Task details
Rewrite all of the data below with every "Practice round" changed to "Warm-up round" and nothing else altered. Leave the pictures out of your answer.
--- START ---
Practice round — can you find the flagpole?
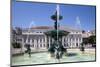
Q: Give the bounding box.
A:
[56,4,59,42]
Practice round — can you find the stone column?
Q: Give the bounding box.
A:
[44,36,47,48]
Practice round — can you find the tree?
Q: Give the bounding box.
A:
[88,35,96,47]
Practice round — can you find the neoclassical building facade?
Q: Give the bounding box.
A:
[17,26,82,51]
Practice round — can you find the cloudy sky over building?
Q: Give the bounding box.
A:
[12,1,96,30]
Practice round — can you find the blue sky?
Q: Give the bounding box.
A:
[12,1,96,30]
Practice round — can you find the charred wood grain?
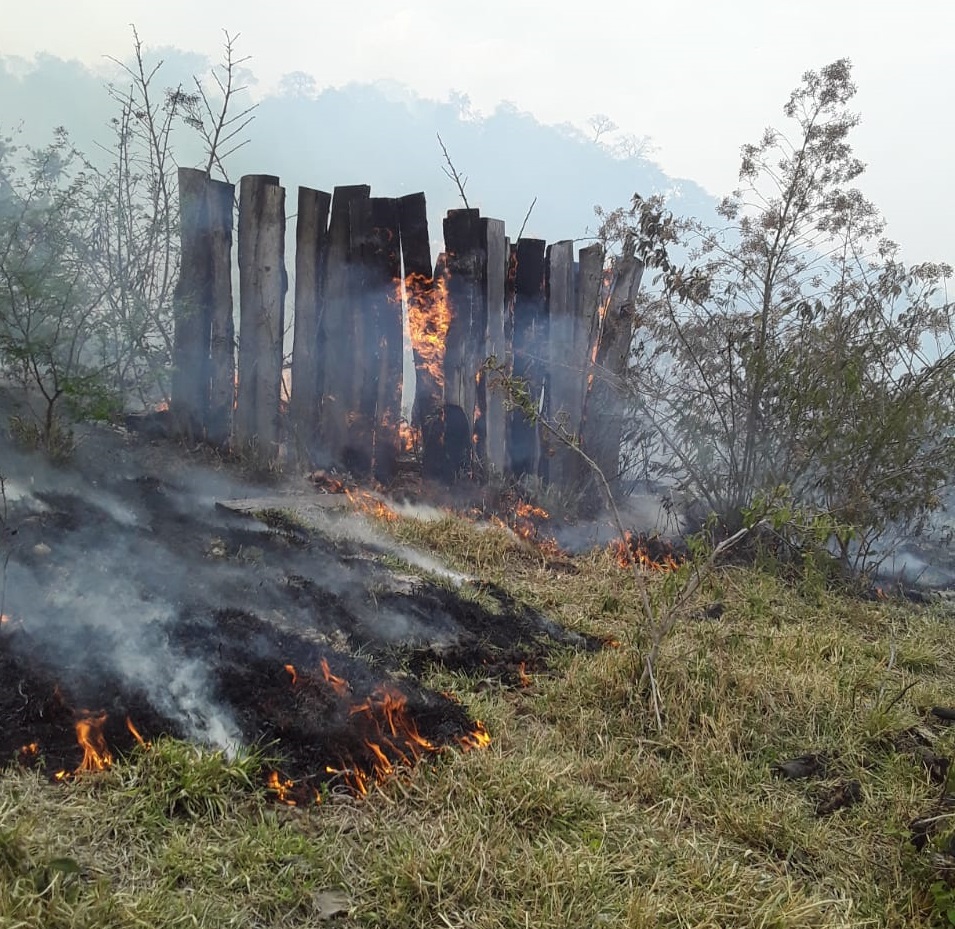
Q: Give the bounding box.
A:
[235,174,288,462]
[319,184,371,463]
[398,193,444,461]
[583,255,643,489]
[344,197,403,481]
[170,168,212,438]
[289,187,332,464]
[541,240,586,486]
[510,239,547,477]
[476,219,512,475]
[206,180,235,446]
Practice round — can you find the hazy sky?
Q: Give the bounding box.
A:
[7,0,955,261]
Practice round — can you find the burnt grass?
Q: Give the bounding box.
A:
[0,420,595,789]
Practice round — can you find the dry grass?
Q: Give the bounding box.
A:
[0,518,955,929]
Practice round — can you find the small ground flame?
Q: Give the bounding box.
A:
[266,771,298,806]
[76,713,113,773]
[322,658,351,697]
[126,716,152,748]
[610,532,686,571]
[345,488,398,523]
[398,274,451,386]
[458,719,491,752]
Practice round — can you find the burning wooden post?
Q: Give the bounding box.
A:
[289,187,332,463]
[562,245,605,489]
[584,249,643,487]
[444,209,487,479]
[235,174,288,461]
[172,168,235,443]
[398,193,438,472]
[345,197,404,481]
[541,240,586,486]
[319,184,371,464]
[510,239,547,476]
[477,219,512,475]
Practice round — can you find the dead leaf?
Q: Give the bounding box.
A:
[312,890,351,920]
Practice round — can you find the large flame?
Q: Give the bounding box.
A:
[399,274,451,387]
[76,713,113,773]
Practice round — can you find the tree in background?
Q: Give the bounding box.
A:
[604,59,955,565]
[0,129,115,447]
[0,30,252,448]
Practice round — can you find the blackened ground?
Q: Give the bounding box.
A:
[0,414,596,787]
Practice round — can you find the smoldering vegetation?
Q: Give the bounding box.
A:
[0,416,587,774]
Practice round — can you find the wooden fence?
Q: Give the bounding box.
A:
[171,168,643,486]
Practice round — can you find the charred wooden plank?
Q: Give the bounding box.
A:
[170,168,212,437]
[584,246,643,488]
[541,240,586,485]
[444,209,487,477]
[398,193,444,458]
[235,174,288,461]
[477,219,513,475]
[206,180,235,445]
[289,187,332,462]
[344,197,403,481]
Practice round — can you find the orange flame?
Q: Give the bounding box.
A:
[266,771,298,806]
[320,658,351,697]
[398,274,451,387]
[76,713,113,772]
[517,661,534,687]
[458,719,491,752]
[126,716,152,748]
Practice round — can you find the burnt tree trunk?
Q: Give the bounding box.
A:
[511,239,547,477]
[170,168,212,438]
[206,180,235,446]
[345,197,403,481]
[444,210,487,479]
[319,184,371,462]
[235,174,288,463]
[478,219,512,475]
[541,241,586,486]
[289,187,332,464]
[398,193,445,468]
[584,255,643,500]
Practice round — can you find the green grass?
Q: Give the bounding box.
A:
[0,519,955,929]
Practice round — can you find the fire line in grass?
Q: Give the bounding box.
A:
[610,532,686,571]
[17,658,491,806]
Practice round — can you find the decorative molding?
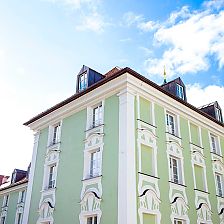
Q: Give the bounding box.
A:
[170,193,190,224]
[117,87,137,224]
[79,190,102,224]
[22,132,40,224]
[138,186,161,224]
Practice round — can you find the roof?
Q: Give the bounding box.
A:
[24,67,224,127]
[0,177,28,191]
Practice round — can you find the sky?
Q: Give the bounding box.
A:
[0,0,224,175]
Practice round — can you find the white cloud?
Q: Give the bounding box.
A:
[187,84,224,112]
[76,12,108,33]
[123,12,143,26]
[123,12,159,32]
[120,37,132,42]
[45,0,94,9]
[138,21,159,32]
[145,3,224,77]
[45,0,109,33]
[203,0,224,10]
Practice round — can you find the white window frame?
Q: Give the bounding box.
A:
[166,111,178,136]
[86,100,104,130]
[176,83,184,100]
[15,212,23,224]
[215,107,222,122]
[79,71,88,92]
[89,149,101,178]
[173,218,186,224]
[2,194,9,207]
[18,190,26,203]
[169,155,183,184]
[83,146,102,179]
[86,215,98,224]
[0,216,6,224]
[92,103,103,127]
[47,163,57,190]
[48,122,62,147]
[210,133,221,155]
[215,172,224,197]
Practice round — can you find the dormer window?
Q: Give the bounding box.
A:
[79,72,87,91]
[177,84,184,99]
[215,107,222,122]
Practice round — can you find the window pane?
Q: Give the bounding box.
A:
[48,165,55,188]
[143,213,157,224]
[194,165,206,191]
[177,84,184,99]
[90,150,100,177]
[93,105,102,127]
[94,216,97,224]
[141,144,154,175]
[79,72,87,91]
[52,124,60,144]
[211,136,216,153]
[216,174,223,196]
[87,217,93,224]
[166,114,175,135]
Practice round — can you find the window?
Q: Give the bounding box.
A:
[194,164,207,191]
[143,213,157,224]
[170,157,182,184]
[19,191,25,203]
[52,124,60,144]
[79,72,87,91]
[1,216,5,224]
[166,114,177,135]
[89,149,100,177]
[215,107,222,122]
[177,84,184,99]
[48,122,61,146]
[87,216,97,224]
[93,104,103,127]
[174,219,186,224]
[210,135,220,154]
[215,173,223,197]
[16,213,22,224]
[141,144,155,176]
[48,165,56,189]
[2,195,9,207]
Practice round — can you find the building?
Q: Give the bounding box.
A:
[0,169,28,224]
[0,66,224,224]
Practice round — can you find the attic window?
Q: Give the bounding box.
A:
[215,107,222,122]
[79,72,87,91]
[177,84,184,100]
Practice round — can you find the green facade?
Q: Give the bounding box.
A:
[0,72,224,224]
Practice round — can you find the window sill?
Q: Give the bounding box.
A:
[216,195,224,199]
[41,187,56,193]
[189,142,204,149]
[82,175,102,181]
[138,172,160,179]
[85,124,104,132]
[137,119,157,128]
[194,188,210,194]
[211,151,223,158]
[165,131,182,139]
[168,180,187,187]
[47,142,61,151]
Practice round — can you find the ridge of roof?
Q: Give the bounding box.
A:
[0,177,28,191]
[23,67,224,127]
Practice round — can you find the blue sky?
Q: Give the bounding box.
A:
[0,0,224,174]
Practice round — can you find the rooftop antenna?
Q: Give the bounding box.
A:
[163,65,166,84]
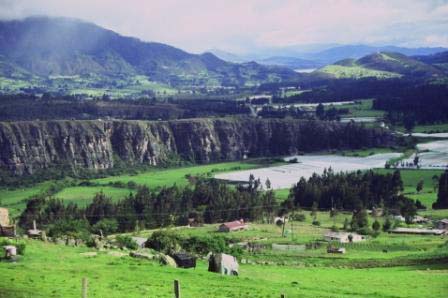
--- END ---
Answer to this problem
Warm-up round — can you find the flagpole?
Q: Give the bounding box.
A:
[56,4,59,42]
Warm-up round — can you find the stone column?
Q: Give the bounding box.
A:
[44,36,47,48]
Warm-up round — can you find the tree?
Q: Give the bounding box.
A:
[88,35,96,47]
Warm-up round — can you find the neoclassical building facade?
Q: Give the bounding box.
A:
[17,26,82,51]
Warm-up round — can you find the cloudy sky over building?
Q: Give the bounding box.
A:
[12,1,96,30]
Warm-up round — can you find the blue sky?
Q: Give the bounding box.
A:
[12,1,96,30]
Warm-up round — can you find the charred wood grain?
Q: Give the bounding box.
A:
[235,174,288,462]
[319,184,371,463]
[398,193,444,461]
[583,255,643,489]
[344,197,403,481]
[170,168,212,438]
[289,187,332,464]
[541,240,586,486]
[510,239,547,477]
[476,219,512,475]
[206,180,235,446]
Warm-up round — can you find the hazy sky?
Q: Give the bounding box.
A:
[7,0,955,261]
Warm-up round — can you find the burnt grass?
Q: Give the bounding box.
A:
[0,420,595,789]
Warm-up round — can you find the dry grass?
Q: Give the bounding box.
A:
[0,518,955,929]
Warm-up round — can you find the small ground flame?
Q: Give the bounding box.
A:
[266,771,298,806]
[76,713,113,773]
[322,658,351,697]
[126,716,152,748]
[610,532,686,571]
[345,488,398,523]
[398,274,451,386]
[458,719,491,752]
Warm-up round — can you find the burning wooden post?
Q: Give the bounding box.
A:
[289,187,332,463]
[562,245,605,489]
[584,249,643,487]
[444,209,487,479]
[235,174,288,461]
[172,168,235,443]
[398,193,438,472]
[345,197,404,481]
[541,240,586,486]
[319,184,371,464]
[510,239,547,476]
[477,219,512,475]
Warm-up round — can you find the dead leaf?
Q: Give the bounding box.
A:
[312,890,351,920]
Warm-up round — can you find the large flame?
Q: Give the bounding box.
A:
[399,274,451,387]
[76,713,113,773]
Warm-up round — can you find the tree in background?
Q: Give the bounding box.
A:
[604,59,955,565]
[0,129,115,447]
[0,30,252,448]
Warm-up round — can you find the blackened ground?
Q: Give the bounding box.
A:
[0,414,596,787]
Warm-up round — can you find the smoldering vegetation?
Q: Give the bounding box.
A:
[0,416,587,774]
Warm-up round — can you find the wooden fence?
Q: Give the bounding box.
A:
[171,168,643,486]
Warm-up round — can you find the charred wooden plank?
Q: Give the bounding box.
A:
[170,168,212,437]
[584,246,643,488]
[541,240,586,485]
[444,209,487,477]
[398,193,444,458]
[235,174,288,461]
[477,219,513,475]
[206,180,235,445]
[289,187,332,462]
[344,197,403,481]
Warm-up round — can you find the orange flame?
Q: Give the bounding box.
A:
[266,771,298,806]
[320,658,351,697]
[398,274,451,387]
[76,713,113,772]
[517,661,534,687]
[458,719,491,752]
[126,716,152,748]
Warm-up round — can you find the burnt tree trunk?
Q: Give the bounding box.
A:
[511,239,547,477]
[170,168,212,438]
[206,180,235,446]
[345,197,403,481]
[444,210,487,479]
[319,184,371,462]
[235,174,288,463]
[478,219,512,475]
[541,241,586,486]
[289,187,332,464]
[398,193,445,468]
[584,255,643,500]
Warm-up round — can you find the green grass?
Q: Give the bounding box.
A:
[0,519,955,929]
Warm-up round — can you find the fire line in grass?
Q: Give the bounding box.
A:
[610,532,686,571]
[17,658,491,806]
Warm-up round — can you find the decorative molding?
Q: Give the bounding box.
A:
[170,193,190,224]
[117,87,137,224]
[79,190,102,224]
[22,132,40,224]
[138,186,161,224]
Warm-up round — can you find the roof?
Q: Give the bounding box.
A:
[24,67,224,127]
[0,177,28,191]
Warm-up round — can you find the sky?
Q: Give the bounding box.
A:
[0,0,224,175]
Warm-up round — can you find the white cloud?
Q: Give the bounding box.
A:
[187,84,224,112]
[76,12,108,33]
[123,12,143,26]
[123,12,159,32]
[120,37,132,42]
[45,0,94,9]
[138,21,159,32]
[145,3,224,77]
[45,0,109,33]
[203,0,224,10]
Warm-up round — can you find the white window frame?
Q: Give the bounding box.
A:
[166,111,178,136]
[86,100,104,130]
[176,83,184,100]
[15,212,23,224]
[215,107,222,122]
[79,71,88,92]
[89,149,101,178]
[173,218,186,224]
[2,194,9,207]
[18,190,26,203]
[169,155,183,184]
[83,146,102,179]
[86,215,98,224]
[0,216,6,224]
[92,103,103,127]
[47,163,57,190]
[48,122,62,147]
[210,133,221,155]
[215,172,224,197]
Warm-up round — can you find the dormer window?
Q: Give the bounding box.
A:
[79,72,87,91]
[177,84,184,99]
[215,107,222,122]
Warm-up round — can you find the window pane?
Q: Give the bounding box.
A:
[48,165,55,188]
[143,213,157,224]
[194,165,206,191]
[177,84,184,99]
[90,150,100,177]
[93,105,102,127]
[94,216,97,224]
[141,144,154,175]
[79,72,87,91]
[52,124,60,144]
[211,136,216,153]
[216,174,223,196]
[87,217,93,224]
[166,114,175,135]
Warm-up round — can you find the window?
Q: Give the bounding box.
A:
[194,164,207,191]
[143,213,157,224]
[170,157,182,184]
[19,191,25,203]
[52,124,60,144]
[79,72,87,91]
[1,216,5,224]
[166,114,177,135]
[89,149,100,177]
[215,107,222,122]
[177,84,184,99]
[48,122,61,146]
[87,216,97,224]
[93,104,103,127]
[174,219,186,224]
[210,135,220,154]
[215,173,223,197]
[16,213,22,224]
[141,144,155,176]
[48,165,56,189]
[2,195,9,207]
Warm-up round — can you find the building?
Q: Give the bounding box.
A:
[0,169,28,224]
[0,66,224,224]
Warm-up round — can you find the attic window?
Q: Give the bounding box.
A:
[215,107,222,122]
[79,72,87,91]
[177,84,184,100]
Warm-up round — can you find the green facade?
Q: Give the bounding box.
A:
[0,72,224,224]
Warm-up round — can you find the window sill?
Q: Give the bounding box.
A:
[216,195,224,199]
[41,187,56,193]
[189,142,204,149]
[82,175,102,181]
[138,172,160,179]
[85,124,104,132]
[137,119,157,128]
[194,188,210,194]
[211,151,223,158]
[165,131,182,139]
[168,180,187,187]
[47,142,61,151]
Warm-up round — can you find the ridge of roof?
Q: Give the bounding box.
A:
[0,177,28,191]
[23,67,224,127]
Warm-up round — can you find the blue sky?
Q: Give the bounding box.
A:
[0,0,224,174]
Warm-up round — can you find the rooftop antenna?
Q: Give the bounding box.
A:
[163,65,166,84]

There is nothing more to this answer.